[Tasks to perform]:
a - In the GroupedLinear patch below, rewrite the added code block that begins "if FP8GlobalStateManager.fp8_graph_capturing():" as a brief list of its steps, keeping its main facts.
b - According to the GroupedLinear patch below, what does the patch put in place of the argument "None,  # skip_fp8_weight_update" in the forward call?

[Supplied passage]:
------------------------------------------------
From e445000ba10e9dc8c3cf55c686a9469658cf36c5 Mon Sep 17 00:00:00 2001
From: allenphilipj <allenphilipj@users.noreply.github.com>
Date: Thu, 4 Jun 2026 11:52:35 +0100
Subject: [PATCH] Fix GroupedLinear FP8 graph weight update flag

Signed-off-by: allenphilipj <allenphilipj@users.noreply.github.com>
---
 transformer_engine/pytorch/module/grouped_linear.py | 11 ++++++++++-
 1 file changed, 10 insertions(+), 1 deletion(-)

diff --git a/transformer_engine/pytorch/module/grouped_linear.py b/transformer_engine/pytorch/module/grouped_linear.py
index 15ec3fe322..c1d45511df 100644
--- a/transformer_engine/pytorch/module/grouped_linear.py
+++ b/transformer_engine/pytorch/module/grouped_linear.py
@@ -1696,6 +1696,15 @@ def forward(
                 f"does not match number of GEMMs ({num_gemms})."
             )
 
+        if FP8GlobalStateManager.fp8_graph_capturing():
+            skip_fp8_weight_update = (
+                FP8GlobalStateManager.quantization_state.skip_fp8_weight_update_tensor
+            )
+        else:
+            skip_fp8_weight_update = None
+        if skip_fp8_weight_update is not None:
+            is_first_microbatch = False
+
         # Preprocess input tensor
         if isinstance(inp, QuantizedTensorStorage):
             raise TypeError("GroupedLinear doesn't support input tensor in FP8.")
@@ -1754,7 +1763,7 @@ def forward(
                 is_grad_enabled,
                 weight_workspaces,
                 cache_weight,
-                None,  # skip_fp8_weight_update
+                skip_fp8_weight_update,
                 self.save_original_input,
                 debug,
             )
------------------------------------------------
[Data lines]:

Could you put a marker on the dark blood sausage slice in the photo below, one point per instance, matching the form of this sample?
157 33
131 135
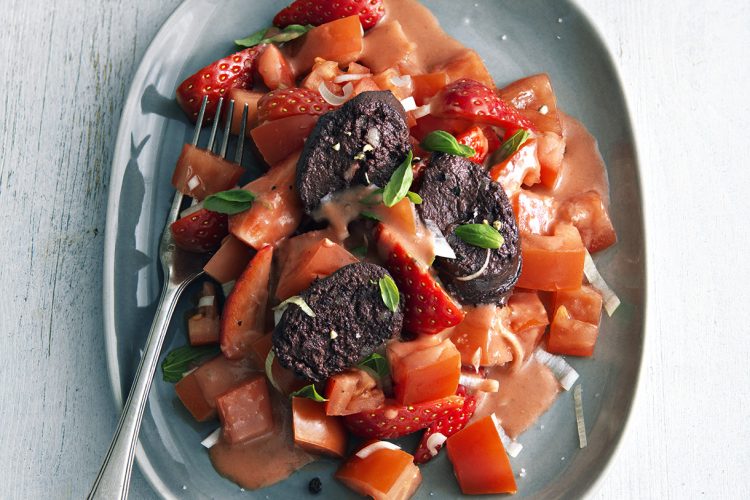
------------------------------------------------
[Responses by task]:
a -
- If FP8 graph capture is active, skip_fp8_weight_update is set to FP8GlobalStateManager.quantization_state.skip_fp8_weight_update_tensor.
- Otherwise, skip_fp8_weight_update is set to None.
- If skip_fp8_weight_update is not None, is_first_microbatch is set to False.

b - It replaces that argument with skip_fp8_weight_update.